Your instructions: Return everything from the line containing "written like <point>47,171</point>." down to the end of the items, with each line reproduced word for word.

[Position identification records]
^^^^^^^^^^^^^^^^

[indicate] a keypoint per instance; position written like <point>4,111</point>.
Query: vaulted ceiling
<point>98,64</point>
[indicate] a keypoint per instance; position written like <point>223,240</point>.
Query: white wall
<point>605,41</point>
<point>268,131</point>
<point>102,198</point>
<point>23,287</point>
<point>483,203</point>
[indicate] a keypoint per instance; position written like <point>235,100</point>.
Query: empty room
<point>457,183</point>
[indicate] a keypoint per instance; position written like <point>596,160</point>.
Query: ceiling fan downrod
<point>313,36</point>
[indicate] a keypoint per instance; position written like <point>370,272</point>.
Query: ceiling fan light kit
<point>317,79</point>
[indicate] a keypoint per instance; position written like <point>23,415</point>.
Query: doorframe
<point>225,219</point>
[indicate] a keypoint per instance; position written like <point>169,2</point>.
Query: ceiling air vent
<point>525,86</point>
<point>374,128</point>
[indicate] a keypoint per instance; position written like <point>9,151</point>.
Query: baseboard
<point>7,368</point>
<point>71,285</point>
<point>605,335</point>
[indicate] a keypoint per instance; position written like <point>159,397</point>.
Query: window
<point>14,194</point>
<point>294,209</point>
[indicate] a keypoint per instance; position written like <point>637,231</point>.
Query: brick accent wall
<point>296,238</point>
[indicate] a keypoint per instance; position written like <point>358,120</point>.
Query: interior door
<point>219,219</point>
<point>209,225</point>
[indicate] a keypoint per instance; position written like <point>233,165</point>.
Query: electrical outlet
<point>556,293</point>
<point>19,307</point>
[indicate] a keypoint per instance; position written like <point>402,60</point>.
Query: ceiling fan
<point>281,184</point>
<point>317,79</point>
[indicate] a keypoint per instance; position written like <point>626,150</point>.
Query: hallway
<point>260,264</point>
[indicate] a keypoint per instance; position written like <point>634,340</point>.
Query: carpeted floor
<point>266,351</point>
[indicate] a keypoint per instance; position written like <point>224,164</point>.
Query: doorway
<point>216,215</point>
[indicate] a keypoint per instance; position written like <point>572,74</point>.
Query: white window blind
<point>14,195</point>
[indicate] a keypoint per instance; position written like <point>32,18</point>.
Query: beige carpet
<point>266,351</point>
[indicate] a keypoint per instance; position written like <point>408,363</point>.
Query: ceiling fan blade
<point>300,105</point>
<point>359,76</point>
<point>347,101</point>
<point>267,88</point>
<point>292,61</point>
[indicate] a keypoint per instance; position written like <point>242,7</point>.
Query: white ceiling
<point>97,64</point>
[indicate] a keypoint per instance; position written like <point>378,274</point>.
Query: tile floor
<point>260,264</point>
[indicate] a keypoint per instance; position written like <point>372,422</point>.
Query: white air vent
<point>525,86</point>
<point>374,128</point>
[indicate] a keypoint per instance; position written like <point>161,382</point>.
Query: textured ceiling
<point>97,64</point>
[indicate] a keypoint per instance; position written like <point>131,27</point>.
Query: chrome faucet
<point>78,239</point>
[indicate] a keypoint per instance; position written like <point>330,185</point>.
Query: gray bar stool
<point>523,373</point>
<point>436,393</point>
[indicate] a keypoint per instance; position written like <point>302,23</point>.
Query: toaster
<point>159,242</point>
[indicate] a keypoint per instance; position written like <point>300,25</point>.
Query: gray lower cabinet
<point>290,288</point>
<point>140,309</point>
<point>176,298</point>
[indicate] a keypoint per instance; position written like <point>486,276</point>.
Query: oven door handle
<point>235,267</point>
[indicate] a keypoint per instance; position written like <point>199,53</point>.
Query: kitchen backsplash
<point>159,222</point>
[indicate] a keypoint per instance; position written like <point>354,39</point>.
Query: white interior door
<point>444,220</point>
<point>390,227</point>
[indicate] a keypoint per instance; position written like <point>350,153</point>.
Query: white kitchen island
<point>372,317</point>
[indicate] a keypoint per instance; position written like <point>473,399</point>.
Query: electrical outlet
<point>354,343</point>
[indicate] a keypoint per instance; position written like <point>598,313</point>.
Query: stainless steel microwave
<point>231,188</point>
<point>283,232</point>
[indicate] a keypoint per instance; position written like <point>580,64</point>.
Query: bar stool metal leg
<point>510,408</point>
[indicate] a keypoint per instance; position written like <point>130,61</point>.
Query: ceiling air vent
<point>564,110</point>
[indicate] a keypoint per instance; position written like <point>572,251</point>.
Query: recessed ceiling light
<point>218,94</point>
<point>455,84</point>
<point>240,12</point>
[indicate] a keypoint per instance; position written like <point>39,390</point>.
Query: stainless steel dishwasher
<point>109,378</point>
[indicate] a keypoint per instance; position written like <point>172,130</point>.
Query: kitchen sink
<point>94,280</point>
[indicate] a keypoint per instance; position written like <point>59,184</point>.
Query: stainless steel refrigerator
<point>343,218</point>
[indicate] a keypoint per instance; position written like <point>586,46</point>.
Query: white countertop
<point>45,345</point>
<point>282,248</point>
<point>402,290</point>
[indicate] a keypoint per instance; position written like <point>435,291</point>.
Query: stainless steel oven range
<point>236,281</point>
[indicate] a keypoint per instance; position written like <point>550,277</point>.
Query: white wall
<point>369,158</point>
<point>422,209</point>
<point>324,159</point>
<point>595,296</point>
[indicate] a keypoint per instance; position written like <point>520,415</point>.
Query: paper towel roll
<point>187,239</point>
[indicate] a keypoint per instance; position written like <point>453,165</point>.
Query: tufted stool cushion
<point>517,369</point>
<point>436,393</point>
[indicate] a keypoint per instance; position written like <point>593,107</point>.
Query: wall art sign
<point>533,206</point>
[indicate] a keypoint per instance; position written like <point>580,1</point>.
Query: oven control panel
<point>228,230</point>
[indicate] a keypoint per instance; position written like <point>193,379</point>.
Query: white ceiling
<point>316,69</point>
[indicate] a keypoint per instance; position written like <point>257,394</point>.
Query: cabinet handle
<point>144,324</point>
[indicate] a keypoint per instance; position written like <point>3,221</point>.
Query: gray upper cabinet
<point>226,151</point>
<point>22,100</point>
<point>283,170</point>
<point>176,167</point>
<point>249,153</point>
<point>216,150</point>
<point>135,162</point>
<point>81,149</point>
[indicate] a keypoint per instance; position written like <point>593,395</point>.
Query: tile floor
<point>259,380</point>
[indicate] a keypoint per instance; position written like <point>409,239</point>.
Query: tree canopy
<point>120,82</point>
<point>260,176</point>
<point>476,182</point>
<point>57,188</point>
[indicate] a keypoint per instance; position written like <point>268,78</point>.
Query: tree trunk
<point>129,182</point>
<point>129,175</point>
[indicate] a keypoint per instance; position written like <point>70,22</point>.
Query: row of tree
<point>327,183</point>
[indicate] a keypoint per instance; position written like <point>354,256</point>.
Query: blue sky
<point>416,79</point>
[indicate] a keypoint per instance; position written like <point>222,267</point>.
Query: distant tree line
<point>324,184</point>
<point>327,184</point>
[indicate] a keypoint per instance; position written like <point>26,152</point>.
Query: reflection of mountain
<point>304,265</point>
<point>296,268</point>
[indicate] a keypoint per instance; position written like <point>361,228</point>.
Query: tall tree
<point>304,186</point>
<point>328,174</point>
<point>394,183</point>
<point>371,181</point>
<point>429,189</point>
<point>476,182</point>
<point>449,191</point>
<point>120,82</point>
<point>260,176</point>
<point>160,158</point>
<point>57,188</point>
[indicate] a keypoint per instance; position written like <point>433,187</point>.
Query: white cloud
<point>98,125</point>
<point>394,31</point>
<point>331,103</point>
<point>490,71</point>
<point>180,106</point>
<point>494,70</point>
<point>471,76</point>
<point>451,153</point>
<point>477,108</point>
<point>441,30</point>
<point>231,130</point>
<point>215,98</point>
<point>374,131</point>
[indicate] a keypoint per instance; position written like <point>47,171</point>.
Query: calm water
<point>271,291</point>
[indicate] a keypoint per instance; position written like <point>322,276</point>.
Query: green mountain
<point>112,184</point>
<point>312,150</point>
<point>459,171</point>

^^^^^^^^^^^^^^^^

Exercise response:
[indicate] a keypoint per instance; position written like <point>47,171</point>.
Query: calm water
<point>271,291</point>
[indicate] a keypoint per instance; position written like <point>322,276</point>.
Query: green mountain
<point>112,184</point>
<point>312,150</point>
<point>459,171</point>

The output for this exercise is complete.